Content starts

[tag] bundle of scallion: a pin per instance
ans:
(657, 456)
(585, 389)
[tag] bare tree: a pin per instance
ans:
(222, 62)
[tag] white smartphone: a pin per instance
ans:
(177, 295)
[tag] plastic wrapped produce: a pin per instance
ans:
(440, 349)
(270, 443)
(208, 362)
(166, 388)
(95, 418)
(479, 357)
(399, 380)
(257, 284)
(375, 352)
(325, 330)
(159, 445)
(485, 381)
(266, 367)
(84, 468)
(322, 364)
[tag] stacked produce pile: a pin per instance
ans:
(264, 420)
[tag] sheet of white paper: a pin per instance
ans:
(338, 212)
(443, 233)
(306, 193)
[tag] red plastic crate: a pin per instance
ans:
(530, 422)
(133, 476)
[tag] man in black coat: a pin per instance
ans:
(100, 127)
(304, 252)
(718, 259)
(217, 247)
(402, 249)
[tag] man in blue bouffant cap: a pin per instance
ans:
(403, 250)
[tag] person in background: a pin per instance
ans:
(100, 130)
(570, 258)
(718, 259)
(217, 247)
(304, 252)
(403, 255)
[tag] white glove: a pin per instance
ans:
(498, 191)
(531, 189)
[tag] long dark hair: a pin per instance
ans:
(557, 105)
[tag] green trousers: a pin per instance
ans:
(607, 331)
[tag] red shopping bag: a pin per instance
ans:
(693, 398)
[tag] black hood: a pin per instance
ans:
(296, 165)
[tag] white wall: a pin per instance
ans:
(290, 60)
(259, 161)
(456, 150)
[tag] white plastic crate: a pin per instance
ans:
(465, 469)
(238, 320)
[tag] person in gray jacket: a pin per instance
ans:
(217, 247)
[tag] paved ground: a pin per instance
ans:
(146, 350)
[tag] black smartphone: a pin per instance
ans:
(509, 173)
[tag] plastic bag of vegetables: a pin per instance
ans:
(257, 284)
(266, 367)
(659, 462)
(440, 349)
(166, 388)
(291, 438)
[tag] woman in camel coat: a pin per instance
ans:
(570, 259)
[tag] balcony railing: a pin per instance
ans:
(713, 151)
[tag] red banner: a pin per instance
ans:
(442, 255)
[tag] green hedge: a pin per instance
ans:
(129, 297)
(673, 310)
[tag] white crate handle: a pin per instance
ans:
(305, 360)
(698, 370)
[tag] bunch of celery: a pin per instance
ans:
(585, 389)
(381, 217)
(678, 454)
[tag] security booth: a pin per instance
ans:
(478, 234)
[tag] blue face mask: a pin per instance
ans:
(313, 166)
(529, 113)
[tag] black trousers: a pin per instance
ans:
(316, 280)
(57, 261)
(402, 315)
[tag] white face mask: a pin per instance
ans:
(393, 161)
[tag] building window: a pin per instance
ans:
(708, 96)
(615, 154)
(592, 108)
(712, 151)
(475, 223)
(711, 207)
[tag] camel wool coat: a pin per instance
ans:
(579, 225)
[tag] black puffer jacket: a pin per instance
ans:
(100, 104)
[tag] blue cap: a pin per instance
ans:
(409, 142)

Content ends
Content starts

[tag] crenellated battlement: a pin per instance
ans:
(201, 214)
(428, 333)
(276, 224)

Content ends

▶ [YOUR OBJECTIVE] Note how many lines of the listing above contain the string "produce", and give that number with nothing added.

▶ [COMPLETED EXERCISE] 2